— RECORDS PROVIDED —
• • •

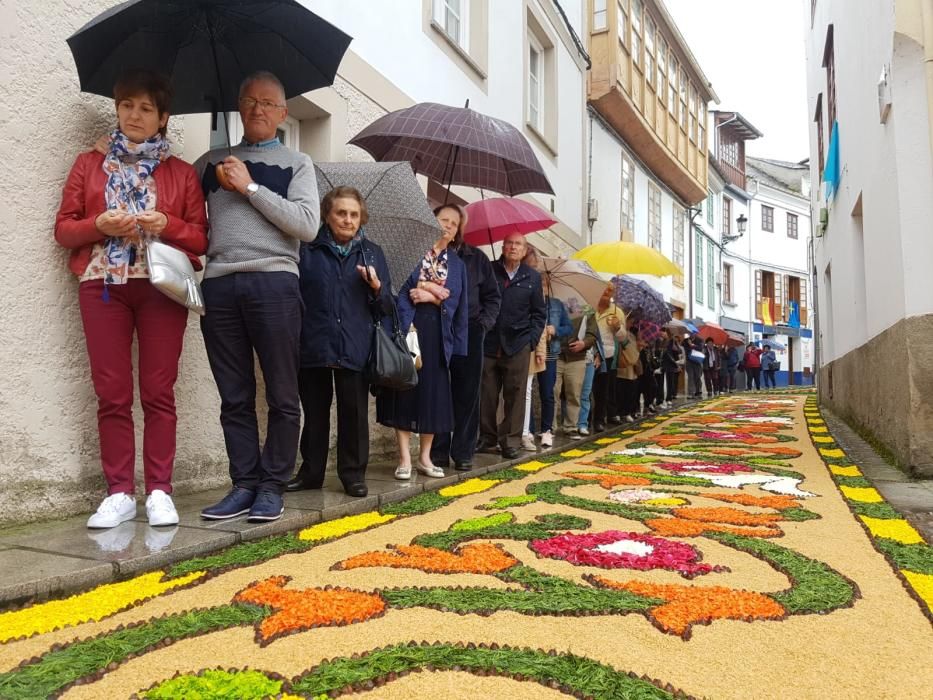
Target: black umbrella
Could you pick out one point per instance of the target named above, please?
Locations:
(456, 146)
(400, 220)
(207, 47)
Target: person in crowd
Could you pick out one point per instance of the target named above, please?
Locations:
(769, 366)
(671, 352)
(518, 329)
(609, 319)
(112, 205)
(466, 371)
(536, 365)
(752, 362)
(345, 285)
(711, 368)
(435, 299)
(628, 372)
(647, 386)
(571, 366)
(252, 295)
(557, 329)
(731, 364)
(693, 348)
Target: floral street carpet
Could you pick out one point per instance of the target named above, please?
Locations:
(731, 550)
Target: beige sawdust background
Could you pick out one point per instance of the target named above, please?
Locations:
(880, 647)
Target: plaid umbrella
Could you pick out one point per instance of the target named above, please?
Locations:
(638, 298)
(400, 220)
(456, 146)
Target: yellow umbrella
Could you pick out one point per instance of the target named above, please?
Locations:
(626, 258)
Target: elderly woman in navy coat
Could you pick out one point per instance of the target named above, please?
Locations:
(345, 285)
(434, 298)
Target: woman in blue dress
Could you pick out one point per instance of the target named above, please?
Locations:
(434, 299)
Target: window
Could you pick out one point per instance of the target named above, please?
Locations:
(649, 51)
(698, 266)
(622, 22)
(654, 216)
(726, 216)
(680, 221)
(701, 122)
(599, 15)
(628, 195)
(767, 218)
(829, 63)
(637, 9)
(535, 82)
(452, 16)
(672, 70)
(818, 118)
(662, 67)
(683, 99)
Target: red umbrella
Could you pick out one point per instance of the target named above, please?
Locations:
(491, 220)
(714, 331)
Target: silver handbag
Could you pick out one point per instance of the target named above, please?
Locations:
(172, 273)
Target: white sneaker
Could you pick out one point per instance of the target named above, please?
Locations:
(160, 509)
(113, 510)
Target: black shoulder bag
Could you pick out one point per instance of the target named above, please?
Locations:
(390, 362)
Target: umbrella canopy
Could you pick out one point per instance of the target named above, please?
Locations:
(639, 299)
(571, 279)
(679, 325)
(624, 257)
(456, 145)
(206, 47)
(491, 220)
(400, 220)
(714, 331)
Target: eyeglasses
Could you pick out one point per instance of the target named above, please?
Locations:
(248, 103)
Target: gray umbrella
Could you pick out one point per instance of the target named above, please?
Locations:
(400, 220)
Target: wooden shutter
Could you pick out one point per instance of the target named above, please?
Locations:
(803, 301)
(758, 294)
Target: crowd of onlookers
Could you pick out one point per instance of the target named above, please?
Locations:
(293, 281)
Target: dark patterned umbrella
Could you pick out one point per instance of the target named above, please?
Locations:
(455, 145)
(640, 300)
(400, 220)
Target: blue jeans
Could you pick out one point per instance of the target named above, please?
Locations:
(584, 420)
(256, 312)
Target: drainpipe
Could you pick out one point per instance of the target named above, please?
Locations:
(926, 11)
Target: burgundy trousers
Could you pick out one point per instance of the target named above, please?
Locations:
(159, 324)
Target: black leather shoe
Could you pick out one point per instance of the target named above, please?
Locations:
(357, 489)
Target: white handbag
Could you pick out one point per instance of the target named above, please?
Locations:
(172, 273)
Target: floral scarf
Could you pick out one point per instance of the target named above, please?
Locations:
(434, 267)
(128, 167)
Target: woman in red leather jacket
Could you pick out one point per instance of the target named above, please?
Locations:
(111, 205)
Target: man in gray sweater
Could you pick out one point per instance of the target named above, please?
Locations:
(252, 296)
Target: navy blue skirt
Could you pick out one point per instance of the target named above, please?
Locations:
(428, 407)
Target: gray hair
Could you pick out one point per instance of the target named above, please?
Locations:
(261, 76)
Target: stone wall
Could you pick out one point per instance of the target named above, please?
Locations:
(885, 387)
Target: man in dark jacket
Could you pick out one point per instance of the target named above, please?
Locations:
(508, 347)
(466, 371)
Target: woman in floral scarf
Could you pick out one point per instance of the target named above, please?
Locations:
(111, 206)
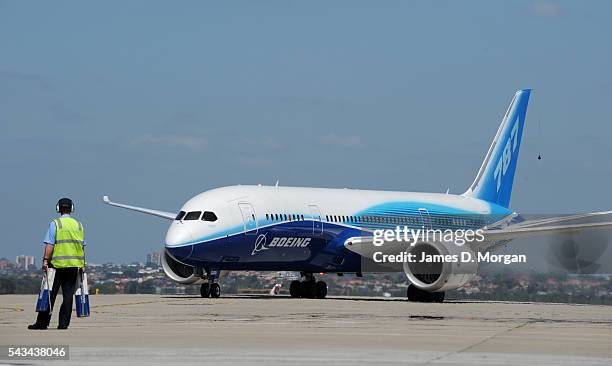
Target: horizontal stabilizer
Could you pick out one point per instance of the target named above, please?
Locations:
(165, 215)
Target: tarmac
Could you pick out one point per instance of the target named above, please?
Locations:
(266, 330)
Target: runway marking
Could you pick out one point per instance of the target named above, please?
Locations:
(12, 309)
(482, 341)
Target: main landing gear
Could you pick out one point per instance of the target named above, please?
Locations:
(210, 288)
(308, 288)
(417, 295)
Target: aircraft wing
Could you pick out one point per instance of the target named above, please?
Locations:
(548, 226)
(165, 215)
(501, 233)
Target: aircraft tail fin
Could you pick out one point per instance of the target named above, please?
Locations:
(496, 175)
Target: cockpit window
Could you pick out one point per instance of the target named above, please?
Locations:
(209, 216)
(193, 215)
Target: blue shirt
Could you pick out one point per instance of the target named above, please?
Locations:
(52, 232)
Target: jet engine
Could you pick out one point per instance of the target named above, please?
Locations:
(438, 276)
(180, 272)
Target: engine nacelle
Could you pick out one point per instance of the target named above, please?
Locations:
(180, 272)
(440, 276)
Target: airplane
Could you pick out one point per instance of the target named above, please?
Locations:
(321, 230)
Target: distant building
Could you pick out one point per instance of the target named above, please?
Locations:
(154, 258)
(24, 261)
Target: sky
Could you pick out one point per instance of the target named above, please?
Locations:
(153, 102)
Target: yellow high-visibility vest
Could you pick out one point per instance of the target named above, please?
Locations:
(68, 250)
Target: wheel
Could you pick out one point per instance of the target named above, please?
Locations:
(205, 290)
(215, 290)
(321, 289)
(413, 294)
(294, 288)
(308, 289)
(438, 296)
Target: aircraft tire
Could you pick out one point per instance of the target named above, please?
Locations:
(205, 290)
(294, 289)
(215, 290)
(321, 289)
(308, 289)
(415, 294)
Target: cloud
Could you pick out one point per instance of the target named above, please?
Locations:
(172, 141)
(545, 9)
(349, 141)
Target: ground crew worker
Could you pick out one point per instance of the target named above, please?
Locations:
(64, 251)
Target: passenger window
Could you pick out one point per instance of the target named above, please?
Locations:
(209, 216)
(193, 215)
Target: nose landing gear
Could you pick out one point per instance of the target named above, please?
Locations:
(210, 288)
(308, 288)
(416, 295)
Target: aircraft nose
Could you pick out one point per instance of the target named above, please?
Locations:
(177, 235)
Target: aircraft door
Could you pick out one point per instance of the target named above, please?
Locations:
(317, 220)
(248, 218)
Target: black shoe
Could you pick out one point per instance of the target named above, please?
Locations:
(37, 327)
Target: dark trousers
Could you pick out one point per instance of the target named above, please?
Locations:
(66, 279)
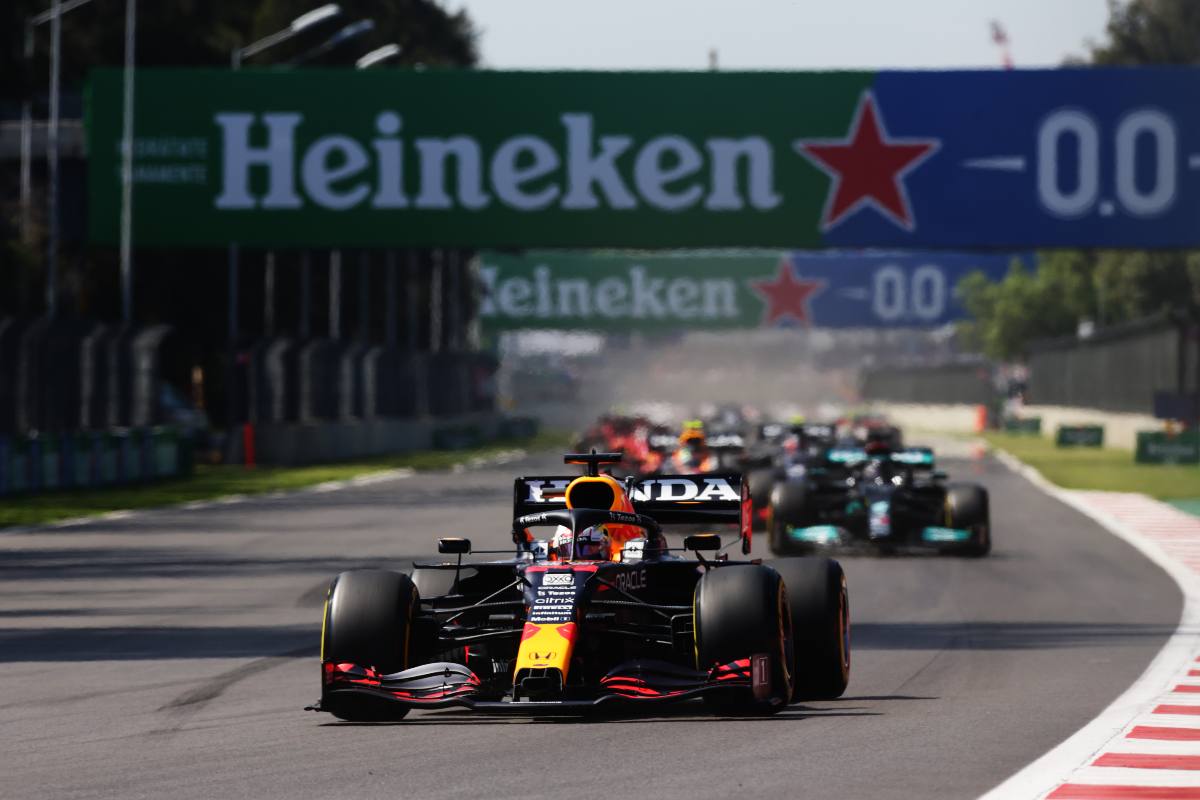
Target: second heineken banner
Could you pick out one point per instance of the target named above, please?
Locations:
(480, 158)
(717, 290)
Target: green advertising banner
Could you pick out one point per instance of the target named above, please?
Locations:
(707, 289)
(1158, 447)
(457, 157)
(957, 160)
(623, 293)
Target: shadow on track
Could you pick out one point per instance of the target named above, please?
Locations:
(1001, 636)
(682, 713)
(157, 643)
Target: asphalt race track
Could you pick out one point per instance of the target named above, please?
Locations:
(171, 655)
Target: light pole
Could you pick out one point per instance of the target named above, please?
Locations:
(377, 55)
(127, 168)
(335, 256)
(54, 16)
(301, 23)
(345, 35)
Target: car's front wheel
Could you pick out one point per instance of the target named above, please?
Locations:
(742, 613)
(367, 620)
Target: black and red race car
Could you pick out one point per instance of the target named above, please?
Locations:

• • •

Please output the listing above exactly from its first line through the line with "Target: woman in blue dress", both included, and nothing beyond that line. Omit pictures.

Target: black umbrella
Could you pick out one point per instance of the target named above, please?
Locations:
(456, 146)
(400, 220)
(207, 47)
Target: person in crowd
Could you pick out one point per instance of the target named above, please?
Locations:
(769, 366)
(671, 352)
(518, 329)
(609, 319)
(112, 205)
(466, 371)
(536, 365)
(752, 362)
(345, 285)
(711, 368)
(435, 299)
(628, 372)
(647, 386)
(571, 366)
(252, 295)
(557, 329)
(731, 364)
(693, 348)
Target: floral street carpet
Could you pick out one point per instance of the target named above, please?
Locations:
(731, 550)
Target: beige sawdust background
Could you pick out one point per instance of the target named above, please?
Locations:
(880, 647)
Target: plaid umbrella
Could you pick out one point per instance of the target named above, please?
Locations:
(638, 298)
(400, 220)
(456, 146)
Target: yellow umbrella
Could you pick out one point per instance of the target named above, please?
Locations:
(626, 258)
Target: elderly woman in navy coat
Could you pick out one point per instance of the target named above, please?
Locations:
(345, 285)
(434, 298)
Target: woman in blue dress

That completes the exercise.